┌─ Records supplied

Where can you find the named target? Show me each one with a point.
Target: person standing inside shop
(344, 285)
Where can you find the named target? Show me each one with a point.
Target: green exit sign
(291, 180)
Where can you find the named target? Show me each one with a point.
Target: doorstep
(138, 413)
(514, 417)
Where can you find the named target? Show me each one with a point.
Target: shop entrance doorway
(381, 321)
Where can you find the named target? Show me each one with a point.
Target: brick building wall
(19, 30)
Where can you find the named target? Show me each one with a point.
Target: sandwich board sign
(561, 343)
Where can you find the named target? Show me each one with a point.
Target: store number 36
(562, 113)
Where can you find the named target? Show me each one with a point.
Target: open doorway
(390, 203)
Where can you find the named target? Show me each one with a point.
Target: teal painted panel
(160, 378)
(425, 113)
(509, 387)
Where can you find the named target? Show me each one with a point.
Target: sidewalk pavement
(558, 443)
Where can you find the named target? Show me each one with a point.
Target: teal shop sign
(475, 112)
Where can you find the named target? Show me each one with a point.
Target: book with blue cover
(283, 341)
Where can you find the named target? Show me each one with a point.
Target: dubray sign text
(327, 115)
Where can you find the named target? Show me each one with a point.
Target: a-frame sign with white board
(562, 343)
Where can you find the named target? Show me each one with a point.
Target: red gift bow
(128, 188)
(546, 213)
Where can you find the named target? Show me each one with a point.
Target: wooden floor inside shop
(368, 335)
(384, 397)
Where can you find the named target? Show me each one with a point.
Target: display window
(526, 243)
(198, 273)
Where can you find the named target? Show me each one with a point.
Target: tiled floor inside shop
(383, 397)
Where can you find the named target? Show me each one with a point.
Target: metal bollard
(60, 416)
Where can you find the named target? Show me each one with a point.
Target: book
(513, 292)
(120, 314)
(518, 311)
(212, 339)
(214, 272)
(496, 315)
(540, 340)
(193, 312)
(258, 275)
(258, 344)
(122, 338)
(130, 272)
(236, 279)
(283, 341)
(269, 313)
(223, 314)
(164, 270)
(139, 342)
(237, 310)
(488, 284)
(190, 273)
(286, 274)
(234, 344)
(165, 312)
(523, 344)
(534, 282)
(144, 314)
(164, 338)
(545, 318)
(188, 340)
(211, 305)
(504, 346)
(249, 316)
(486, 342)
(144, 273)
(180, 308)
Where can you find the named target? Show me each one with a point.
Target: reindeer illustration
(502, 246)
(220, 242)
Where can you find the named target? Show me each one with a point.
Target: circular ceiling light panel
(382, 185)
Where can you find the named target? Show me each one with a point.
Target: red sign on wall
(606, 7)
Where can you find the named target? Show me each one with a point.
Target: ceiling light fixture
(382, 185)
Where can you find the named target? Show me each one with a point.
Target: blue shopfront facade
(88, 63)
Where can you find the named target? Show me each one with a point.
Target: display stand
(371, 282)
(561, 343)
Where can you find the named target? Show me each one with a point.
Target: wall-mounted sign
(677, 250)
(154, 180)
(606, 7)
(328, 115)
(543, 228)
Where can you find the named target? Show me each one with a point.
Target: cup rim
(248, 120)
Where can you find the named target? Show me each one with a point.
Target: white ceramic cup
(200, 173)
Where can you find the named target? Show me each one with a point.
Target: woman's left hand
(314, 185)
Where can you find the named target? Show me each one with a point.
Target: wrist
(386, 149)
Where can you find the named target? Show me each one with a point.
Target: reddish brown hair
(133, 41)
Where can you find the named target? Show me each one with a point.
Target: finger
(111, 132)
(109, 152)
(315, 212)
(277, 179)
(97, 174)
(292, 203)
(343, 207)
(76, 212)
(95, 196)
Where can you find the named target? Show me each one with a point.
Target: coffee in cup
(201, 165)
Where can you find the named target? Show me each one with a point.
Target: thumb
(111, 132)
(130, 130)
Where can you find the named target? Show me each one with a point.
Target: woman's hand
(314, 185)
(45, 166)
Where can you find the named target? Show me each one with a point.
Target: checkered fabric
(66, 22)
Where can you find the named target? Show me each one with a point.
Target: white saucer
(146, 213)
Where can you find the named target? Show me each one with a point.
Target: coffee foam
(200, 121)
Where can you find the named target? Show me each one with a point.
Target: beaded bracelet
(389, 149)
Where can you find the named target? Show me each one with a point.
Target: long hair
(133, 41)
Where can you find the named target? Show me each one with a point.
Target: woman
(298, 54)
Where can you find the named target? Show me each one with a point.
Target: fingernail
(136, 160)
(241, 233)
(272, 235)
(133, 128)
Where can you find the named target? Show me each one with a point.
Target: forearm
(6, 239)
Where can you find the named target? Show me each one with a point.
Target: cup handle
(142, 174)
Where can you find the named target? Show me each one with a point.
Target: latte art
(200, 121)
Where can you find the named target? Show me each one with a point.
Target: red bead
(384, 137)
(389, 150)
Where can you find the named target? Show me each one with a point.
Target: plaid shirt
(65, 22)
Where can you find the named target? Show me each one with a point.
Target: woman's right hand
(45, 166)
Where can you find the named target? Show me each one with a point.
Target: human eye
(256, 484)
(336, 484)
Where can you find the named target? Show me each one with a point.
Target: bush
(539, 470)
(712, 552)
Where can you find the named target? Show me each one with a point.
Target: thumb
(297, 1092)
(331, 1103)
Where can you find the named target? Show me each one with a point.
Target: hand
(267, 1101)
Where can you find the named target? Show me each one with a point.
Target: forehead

└─

Task item
The only acceptable answer is the full set of entries, repeated exactly.

Task output
Where can you find the named target? Show me each one with a point.
Target: person standing inside shop
(344, 285)
Where can you find the named target? Show me each one with a point.
Target: green exit sign
(291, 180)
Where can you find the named target? Show me each one with a point.
Target: doorstep
(138, 413)
(514, 417)
Where can you find the named target? Show me each one with a point.
Target: shop entrance doorway
(381, 321)
Where can you find the named target? Show me each one with a point.
Target: brick building wall
(19, 30)
Where can you find the named target? Show me each one with a point.
Target: sandwich board sign
(561, 343)
Where can you find the named target? Show me each one with a point.
Target: store number 36
(562, 113)
Where can you find the named target? Show me each one with a point.
Target: open doorway
(390, 203)
Where can you find the named target? Show me each one with a point.
Target: teal painted panel
(160, 378)
(425, 113)
(509, 387)
Where can you find the named target? Show me each one with a point.
Target: sidewalk pavement
(558, 443)
Where can you find the named target? Show me each one with a point.
Target: teal shop sign
(475, 112)
Where can you find the named target? Show me each one with a point.
Target: book with blue cover
(283, 341)
Where can you find the named target? Show me each one with a point.
Target: dubray sign text
(327, 115)
Where can you find the named target? Show me each one with a point.
Target: a-frame sign with white board
(562, 343)
Where can you find the named target? Show me each one with a point.
Target: red gift bow
(128, 188)
(546, 213)
Where can you find the named target? Show me each one with a point.
Target: wooden floor inside shop
(368, 335)
(384, 397)
Where can you find the named target? Show me each one with a point.
Target: display window
(526, 243)
(198, 273)
Where can you find the named target? Show me each one with a point.
Target: tiled floor inside shop
(383, 397)
Where can you find the named target? Show me each one with a point.
Target: metal bollard
(60, 416)
Where can you find the named target? Show me each one with a point.
Target: book
(513, 292)
(120, 314)
(518, 311)
(212, 339)
(214, 272)
(496, 315)
(540, 340)
(193, 312)
(258, 275)
(258, 344)
(122, 338)
(130, 272)
(236, 279)
(283, 341)
(269, 313)
(223, 314)
(164, 270)
(139, 342)
(237, 310)
(488, 284)
(190, 273)
(286, 274)
(234, 344)
(165, 312)
(523, 344)
(534, 282)
(144, 314)
(164, 338)
(545, 318)
(188, 340)
(211, 305)
(504, 346)
(249, 316)
(486, 342)
(144, 273)
(180, 308)
Where can you find the named target? Show me each one with a point.
Target: reindeer illustration
(502, 246)
(220, 242)
Where can you find the named target? Show me each one with a point.
Target: circular ceiling light panel
(382, 185)
Where can you find the named target? Show me each one with a point.
Target: red sign on wall
(606, 7)
Where can you find the named target? Show me each one with a point.
Target: ceiling light fixture
(382, 185)
Where can you find the named target? Show me each one with a point.
Target: blue shopfront facade
(88, 63)
Where can you find the named target? Show me each one with a point.
Target: display stand
(371, 282)
(561, 343)
Where can you find the named target? Show me each one with a point.
Target: wall-mounted sign
(677, 250)
(154, 180)
(606, 7)
(328, 115)
(543, 228)
Where can you find the named target? Show me each one with a point.
Target: cup rim
(248, 120)
Where can you find the named target? Show me each one with a point.
Target: white ceramic cup
(200, 173)
Where can you find the named target? Show me each one with a point.
Target: woman's left hand
(314, 185)
Where can you find the named target? Show me each one with a point.
Target: wrist
(386, 149)
Where can you find the named target? Show me each one with a point.
Target: reddish brown hair
(133, 41)
Where can you find the named target? Show me each one with a point.
Target: finger
(111, 132)
(109, 152)
(315, 212)
(277, 179)
(97, 174)
(292, 203)
(343, 207)
(76, 212)
(95, 196)
Where can you find the named target? Show me each one with a point.
Target: coffee in cup
(201, 165)
Where can you find the named target? Show me each one with a point.
Target: thumb
(111, 132)
(130, 130)
Where can you find the named target? Show me each one with a point.
Target: woman's hand
(314, 185)
(45, 166)
Where can you find the named target? Show me each one with a point.
Target: checkered fabric
(66, 22)
Where can you find the named target? Show me each one with a point.
Target: white saucer
(146, 213)
Where can you find the named target? Show me each one with a point.
Target: coffee foam
(200, 121)
Where can you find the named target? Show me each one with a point.
Target: beaded bracelet
(389, 149)
Where can you find the named target? Show me each one with a point.
Target: long hair
(133, 41)
Where can you find the named target? Show me each one with a point.
Target: woman
(298, 54)
Where can you find the named target? Show me each one with a point.
Target: fingernail
(136, 160)
(241, 233)
(272, 235)
(133, 128)
Where can you find the named target? Show me each one with a point.
Target: forearm
(6, 239)
Where can you find the named target? Show me each one with a point.
Target: cup handle
(142, 174)
Where can you find the named target? Show me each one with a point.
Target: latte art
(200, 121)
Where can you find the named target? Show me each one with a point.
Target: red bead
(384, 137)
(389, 150)
Where can you find the named target? Show me each one with a point.
Target: plaid shirt
(65, 22)
Where can you find the named target? Show me each one with a point.
Target: woman's right hand
(45, 166)
Where can you find the named target? Show me each one with a point.
Target: human eye
(256, 484)
(336, 484)
Where can you find the named target? Show me each one with a point.
Target: bush
(539, 470)
(712, 552)
Where can you find the named target? Show me each one with a point.
Target: thumb
(297, 1092)
(331, 1103)
Where can you find the named target? Show me each one with a point.
Target: hand
(267, 1101)
Where can you find the named target? Show me each one with a point.
Target: forehead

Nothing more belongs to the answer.